Bits & Pieces continued 2 - Growing Up on a Turkey Farm
Turkeys and noise - When turkeys hear a noise almost the whole herd will all gobble at once. (Click on the audio above to hear the turkeys).
Growing up on a Turkey Farm in Moroni, Utah
1945 - My dad and my oldest brother - John LaMont
LaMont as an adult with his 2 boys still raising turkeys.
Growing up on a Turkey Farm was a very unique experience. I remember at a young age helping out with the turkeys. I think it was more for the experience of learning to work than that my dad needed the help.
My dad started out with herds of bronze (black) turkeys (later on in years, they only raised white turkeys – that was so the black pinfeathers wouldn’t show when the turkeys were processed) The herds they would receive started at 2,000 then increased through the years to 5,000 and now they are anywhere from 10,000 to 16,000 depending on the size of the brooder barn they are going in to. They stayed in the brooder coops for about 5 weeks where they were protected from the weather, then they were transported out to the open range in the hills with only a roof on the range house to protect them until they were ready to go to the turkey processing plant. Today, they are transferred to huge barns called outgrow barns where they are completely protected from weather, varmints and disease. Some of these barns will hold 10 to 16,000 turkeys. (See pictures below).
Bronze Turkeys
White Turkeys
Up in the hills, they also had trouble with deer coming and taking the feed for the turkeys. They would build 2 tier fences and they could still jump over them and get to the feed. That’s why it’s all enclosed now in the outgrow barns.
They received water and food in long troughs. Sometimes I had to help put water in the troughs and feed also. Today everything is really automated with the feeders on a chain and the water is fed into little cup s that have nipples on them where the turkeys peck at them to release water and also the grain feeders now have augers that keep the troughs full.
The water troughs have little nipples on them that the turkeys peck at to get their water.
The grain is piled into huge tanks outside and is then transported through the lines with augers where it spills out into the baskets.
De-beaking and vaccinating. In the olden days, they were de-beaked around the age of 2 weeks I think. A hot blade would be pushed down on a metal plate to cut the end of the top beak off. This was done so they wouldn’t peck each other to death. We also vaccinated them in their legs against disease around the age of 3 weeks I think. If the herds got a disease in them the whole herd could be affected with many of them dying. Around the age of 7 o r 8, myself and other brothers and sisters would go help herd the turkeys into a little pen to wait in line. Then someone else would grab the turkeys by the legs while someone else either vaccinated them or de-beaked them depending on what we were doing that day.
Turkeys are kind of fragile in the beginning. The turkeys are so soft and cute when they are so tiny. Sometimes loud noises would scare them and they would run and gather too close to each other and sometimes smother to death. Turkeys will also stop each other until that turkey is almost as flat as a pancake. When the turkeys get older, it's funny when you make a noise, the whole heard of turkeys will all gobble together.
Even in the summertime, they need heaters in the beginning to keep them warm.

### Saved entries
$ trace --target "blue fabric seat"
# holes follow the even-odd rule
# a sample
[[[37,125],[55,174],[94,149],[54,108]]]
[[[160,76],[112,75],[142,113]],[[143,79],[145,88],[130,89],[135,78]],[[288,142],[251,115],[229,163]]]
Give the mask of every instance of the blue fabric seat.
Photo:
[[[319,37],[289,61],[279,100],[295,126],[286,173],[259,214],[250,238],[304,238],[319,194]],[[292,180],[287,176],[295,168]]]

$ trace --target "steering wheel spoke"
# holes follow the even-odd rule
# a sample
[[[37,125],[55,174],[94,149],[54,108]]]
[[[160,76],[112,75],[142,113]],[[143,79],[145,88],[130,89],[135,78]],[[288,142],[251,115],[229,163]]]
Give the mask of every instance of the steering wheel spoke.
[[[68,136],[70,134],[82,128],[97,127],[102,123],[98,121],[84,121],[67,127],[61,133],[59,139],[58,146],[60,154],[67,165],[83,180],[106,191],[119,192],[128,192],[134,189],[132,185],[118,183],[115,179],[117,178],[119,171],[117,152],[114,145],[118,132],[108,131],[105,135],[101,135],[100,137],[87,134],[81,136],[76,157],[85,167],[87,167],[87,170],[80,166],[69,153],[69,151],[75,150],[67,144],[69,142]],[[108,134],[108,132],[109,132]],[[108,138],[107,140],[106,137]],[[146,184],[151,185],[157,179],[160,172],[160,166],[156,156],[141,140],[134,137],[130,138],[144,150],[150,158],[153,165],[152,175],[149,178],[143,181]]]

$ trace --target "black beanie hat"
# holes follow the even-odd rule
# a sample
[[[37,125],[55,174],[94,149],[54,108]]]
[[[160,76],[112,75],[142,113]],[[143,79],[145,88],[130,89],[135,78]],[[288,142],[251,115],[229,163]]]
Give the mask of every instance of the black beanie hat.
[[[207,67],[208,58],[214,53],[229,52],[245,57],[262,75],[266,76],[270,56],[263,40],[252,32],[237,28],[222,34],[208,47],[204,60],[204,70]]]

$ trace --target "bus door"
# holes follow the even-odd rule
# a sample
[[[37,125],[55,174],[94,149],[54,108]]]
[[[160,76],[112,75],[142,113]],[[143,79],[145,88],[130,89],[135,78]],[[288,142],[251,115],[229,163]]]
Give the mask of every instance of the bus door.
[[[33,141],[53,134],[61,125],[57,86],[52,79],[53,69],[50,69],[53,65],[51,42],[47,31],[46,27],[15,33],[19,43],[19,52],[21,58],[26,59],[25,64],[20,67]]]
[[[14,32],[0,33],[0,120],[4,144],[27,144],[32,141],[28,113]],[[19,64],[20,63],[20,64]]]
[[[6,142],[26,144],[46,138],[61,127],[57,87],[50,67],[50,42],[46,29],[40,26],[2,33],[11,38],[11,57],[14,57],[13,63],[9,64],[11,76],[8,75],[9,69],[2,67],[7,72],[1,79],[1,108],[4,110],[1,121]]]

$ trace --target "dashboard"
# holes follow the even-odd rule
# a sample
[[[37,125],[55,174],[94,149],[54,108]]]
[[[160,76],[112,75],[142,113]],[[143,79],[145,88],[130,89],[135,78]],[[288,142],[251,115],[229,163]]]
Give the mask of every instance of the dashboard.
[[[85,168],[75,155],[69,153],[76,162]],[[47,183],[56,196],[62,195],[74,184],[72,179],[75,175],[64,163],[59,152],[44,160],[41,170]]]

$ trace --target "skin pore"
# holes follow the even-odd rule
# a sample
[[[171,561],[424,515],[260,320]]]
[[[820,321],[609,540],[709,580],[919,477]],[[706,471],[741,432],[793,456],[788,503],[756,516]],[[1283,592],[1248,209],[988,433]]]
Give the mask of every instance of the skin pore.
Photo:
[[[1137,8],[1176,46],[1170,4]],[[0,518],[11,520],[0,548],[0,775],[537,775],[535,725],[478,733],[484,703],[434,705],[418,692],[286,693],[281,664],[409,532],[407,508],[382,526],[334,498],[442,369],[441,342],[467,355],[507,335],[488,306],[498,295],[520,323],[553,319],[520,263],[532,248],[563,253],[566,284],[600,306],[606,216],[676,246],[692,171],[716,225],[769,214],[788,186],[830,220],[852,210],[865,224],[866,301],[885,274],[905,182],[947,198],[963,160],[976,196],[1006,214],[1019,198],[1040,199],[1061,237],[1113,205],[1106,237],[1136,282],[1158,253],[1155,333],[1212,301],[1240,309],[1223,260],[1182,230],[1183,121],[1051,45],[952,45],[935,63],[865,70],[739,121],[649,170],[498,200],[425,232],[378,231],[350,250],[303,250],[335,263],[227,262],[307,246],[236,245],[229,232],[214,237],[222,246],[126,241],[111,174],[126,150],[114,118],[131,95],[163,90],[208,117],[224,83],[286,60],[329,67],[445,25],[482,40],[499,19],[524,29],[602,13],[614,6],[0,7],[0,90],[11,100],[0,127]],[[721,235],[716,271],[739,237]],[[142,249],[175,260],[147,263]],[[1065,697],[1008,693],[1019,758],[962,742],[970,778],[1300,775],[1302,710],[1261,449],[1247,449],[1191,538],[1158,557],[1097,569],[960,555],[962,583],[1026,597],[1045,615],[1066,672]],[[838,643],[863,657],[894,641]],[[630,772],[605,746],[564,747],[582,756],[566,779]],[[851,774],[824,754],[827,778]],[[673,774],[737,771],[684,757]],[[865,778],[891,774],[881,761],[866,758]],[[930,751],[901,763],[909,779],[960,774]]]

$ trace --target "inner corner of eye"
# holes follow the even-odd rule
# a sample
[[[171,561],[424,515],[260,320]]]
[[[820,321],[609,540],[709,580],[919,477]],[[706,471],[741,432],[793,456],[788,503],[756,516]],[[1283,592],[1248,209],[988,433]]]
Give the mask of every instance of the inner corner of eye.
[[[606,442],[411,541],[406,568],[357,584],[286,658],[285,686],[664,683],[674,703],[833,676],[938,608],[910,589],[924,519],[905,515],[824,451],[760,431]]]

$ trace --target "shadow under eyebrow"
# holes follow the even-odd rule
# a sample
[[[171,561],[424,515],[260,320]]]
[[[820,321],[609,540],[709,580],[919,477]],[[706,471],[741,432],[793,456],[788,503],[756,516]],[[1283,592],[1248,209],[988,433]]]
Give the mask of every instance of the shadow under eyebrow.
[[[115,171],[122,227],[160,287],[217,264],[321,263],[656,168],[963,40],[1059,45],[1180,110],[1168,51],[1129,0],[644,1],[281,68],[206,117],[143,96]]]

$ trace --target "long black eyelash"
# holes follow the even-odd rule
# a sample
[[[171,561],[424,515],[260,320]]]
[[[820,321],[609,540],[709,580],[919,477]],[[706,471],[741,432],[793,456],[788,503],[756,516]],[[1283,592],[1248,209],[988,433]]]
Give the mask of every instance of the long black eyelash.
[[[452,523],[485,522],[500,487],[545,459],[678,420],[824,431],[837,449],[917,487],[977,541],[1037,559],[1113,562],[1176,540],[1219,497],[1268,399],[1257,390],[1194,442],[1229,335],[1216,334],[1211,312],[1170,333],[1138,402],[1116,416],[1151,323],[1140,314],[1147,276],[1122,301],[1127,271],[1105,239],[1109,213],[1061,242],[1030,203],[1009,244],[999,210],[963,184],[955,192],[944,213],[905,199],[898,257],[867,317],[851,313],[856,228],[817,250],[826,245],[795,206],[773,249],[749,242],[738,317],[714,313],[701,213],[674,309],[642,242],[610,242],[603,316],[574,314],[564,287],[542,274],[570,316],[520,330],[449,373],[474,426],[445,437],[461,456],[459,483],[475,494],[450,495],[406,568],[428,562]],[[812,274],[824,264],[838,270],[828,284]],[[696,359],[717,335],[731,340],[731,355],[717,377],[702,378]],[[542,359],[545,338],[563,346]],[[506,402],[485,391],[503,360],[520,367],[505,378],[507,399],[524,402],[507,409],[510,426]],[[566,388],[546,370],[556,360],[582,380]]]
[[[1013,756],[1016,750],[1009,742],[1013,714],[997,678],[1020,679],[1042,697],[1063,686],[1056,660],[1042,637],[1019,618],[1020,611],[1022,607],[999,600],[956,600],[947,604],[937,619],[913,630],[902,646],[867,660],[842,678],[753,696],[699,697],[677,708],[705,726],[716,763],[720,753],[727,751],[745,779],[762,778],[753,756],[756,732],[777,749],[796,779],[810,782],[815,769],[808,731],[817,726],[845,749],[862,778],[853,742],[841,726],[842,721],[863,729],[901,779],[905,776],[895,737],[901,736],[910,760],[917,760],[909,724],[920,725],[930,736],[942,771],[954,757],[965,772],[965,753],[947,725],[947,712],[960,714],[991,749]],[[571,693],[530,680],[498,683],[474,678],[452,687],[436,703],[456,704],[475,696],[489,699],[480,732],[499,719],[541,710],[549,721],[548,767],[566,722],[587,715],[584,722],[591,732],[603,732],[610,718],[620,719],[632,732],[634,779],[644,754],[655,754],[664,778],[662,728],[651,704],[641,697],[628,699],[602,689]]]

### Task goal
Shorten the paragraph in the turkey farm text that begins "My dad started out with herds of bronze" into a bulleted list that keeps its main facts.

### Your solution
- The dad first raised bronze (black) turkeys. Later only white turkeys were raised so black pinfeathers wouldn't show after processing.
- Herds started at 2,000 turkeys and grew over the years to 5,000. Now they run from 10,000 to 16,000, depending on the size of the brooder barn.
- The birds spent about 5 weeks in brooder coops, sheltered from the weather.
- They then went out to open range in the hills, with only a range-house roof for cover, until they went to the processing plant.
- Today they move to large outgrow barns that fully protect them from weather, varmints and disease. Some of these barns hold 10,000 to 16,000 turkeys.